### EXCERTO FORNECIDO
================================

As partes no processo principal e o juiz a quo estão de acordo quanto ao facto de este prazo de três anos já ter decorrido, o que significa que o artigo 3.° do regulamento atrás referido é o único preceito que ainda permite a cobrança a posteriori; este artigo tem a seguinte redacção.

«Não se aplica o prazo previsto no artigo 2.° sempre que as autoridades competentes verificarem que, como consequência de um acto passível de procedimento judicial repressivo, não puderam determinar o montante exacto dos direitos de importação ou dos direitos de exportação legalmente devidos pela mercadoria em causa.

Neste caso, a acção para cobrança pelas autoridades competentes exercer-se-á em conformidade com as disposições em vigor nos Estados-membros sobre a matéria».

3.

================================

### TAREFAS
(1) Reproduza, por favor, o trecho do excerto que começa em "As partes no" e termina em "a seguinte redacção.".
(2) Segundo o excerto, qual é o único preceito do regulamento que ainda permite a cobrança a posteriori?
Não é preciso recorrer às linhas.

================================

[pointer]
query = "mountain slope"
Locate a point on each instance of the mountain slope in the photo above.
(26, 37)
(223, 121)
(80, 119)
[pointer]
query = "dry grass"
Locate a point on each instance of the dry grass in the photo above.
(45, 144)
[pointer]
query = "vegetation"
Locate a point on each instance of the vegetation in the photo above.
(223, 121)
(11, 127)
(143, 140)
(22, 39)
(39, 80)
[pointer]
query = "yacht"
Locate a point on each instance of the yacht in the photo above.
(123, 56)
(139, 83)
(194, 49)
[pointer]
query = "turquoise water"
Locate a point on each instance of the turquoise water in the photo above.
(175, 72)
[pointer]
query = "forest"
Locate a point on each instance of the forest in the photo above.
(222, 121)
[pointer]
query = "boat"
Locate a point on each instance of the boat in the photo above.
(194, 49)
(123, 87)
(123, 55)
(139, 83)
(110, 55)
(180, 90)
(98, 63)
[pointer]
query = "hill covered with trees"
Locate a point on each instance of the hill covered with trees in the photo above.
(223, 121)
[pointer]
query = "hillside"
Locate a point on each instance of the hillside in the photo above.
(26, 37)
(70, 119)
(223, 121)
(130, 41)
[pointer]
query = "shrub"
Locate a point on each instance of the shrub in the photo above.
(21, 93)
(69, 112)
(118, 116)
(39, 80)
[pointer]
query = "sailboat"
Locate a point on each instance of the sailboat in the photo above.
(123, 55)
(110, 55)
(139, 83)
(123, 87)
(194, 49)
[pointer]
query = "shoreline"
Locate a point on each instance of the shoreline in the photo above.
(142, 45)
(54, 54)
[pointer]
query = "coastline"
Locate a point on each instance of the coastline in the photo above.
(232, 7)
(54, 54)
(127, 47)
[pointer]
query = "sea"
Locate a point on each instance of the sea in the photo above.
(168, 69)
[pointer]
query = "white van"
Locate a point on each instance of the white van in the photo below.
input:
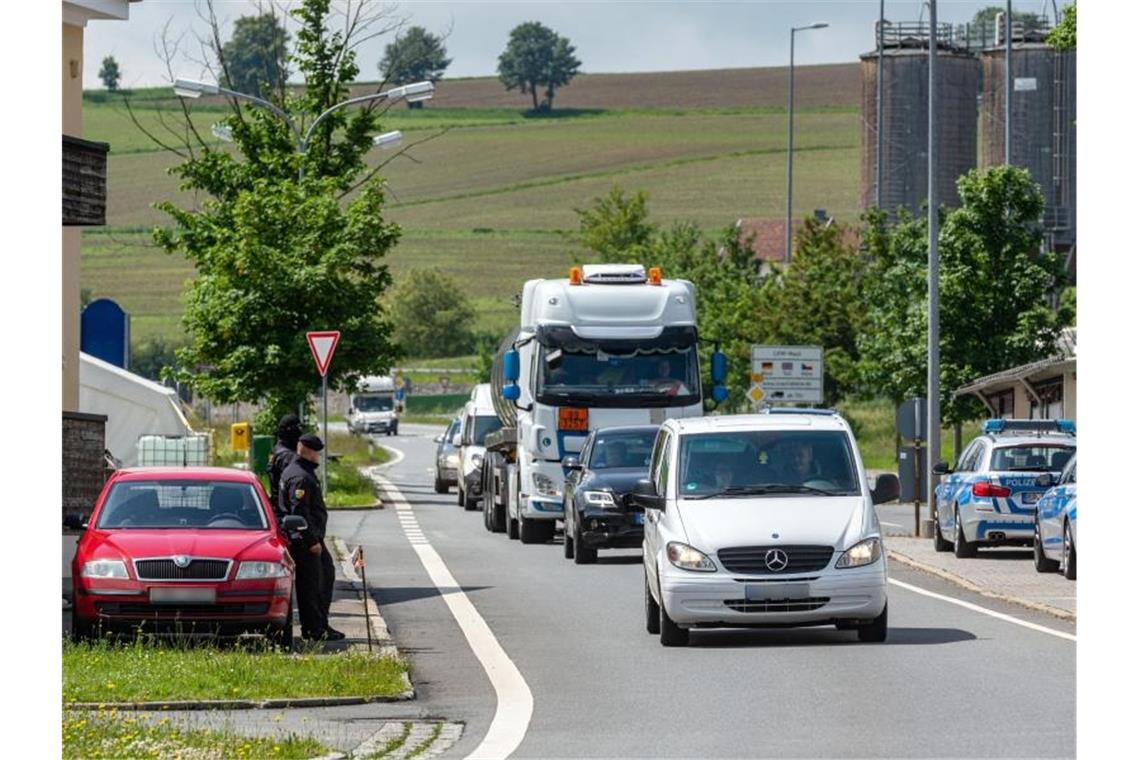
(478, 419)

================================

### RESPOSTAS POR TAREFA
(1)
As partes no processo principal e o juiz a quo estão de acordo quanto ao facto de este prazo de três anos já ter decorrido, o que significa que o artigo 3.° do regulamento atrás referido é o único preceito que ainda permite a cobrança a posteriori; este artigo tem a seguinte redacção.

(2) O artigo 3.° do regulamento.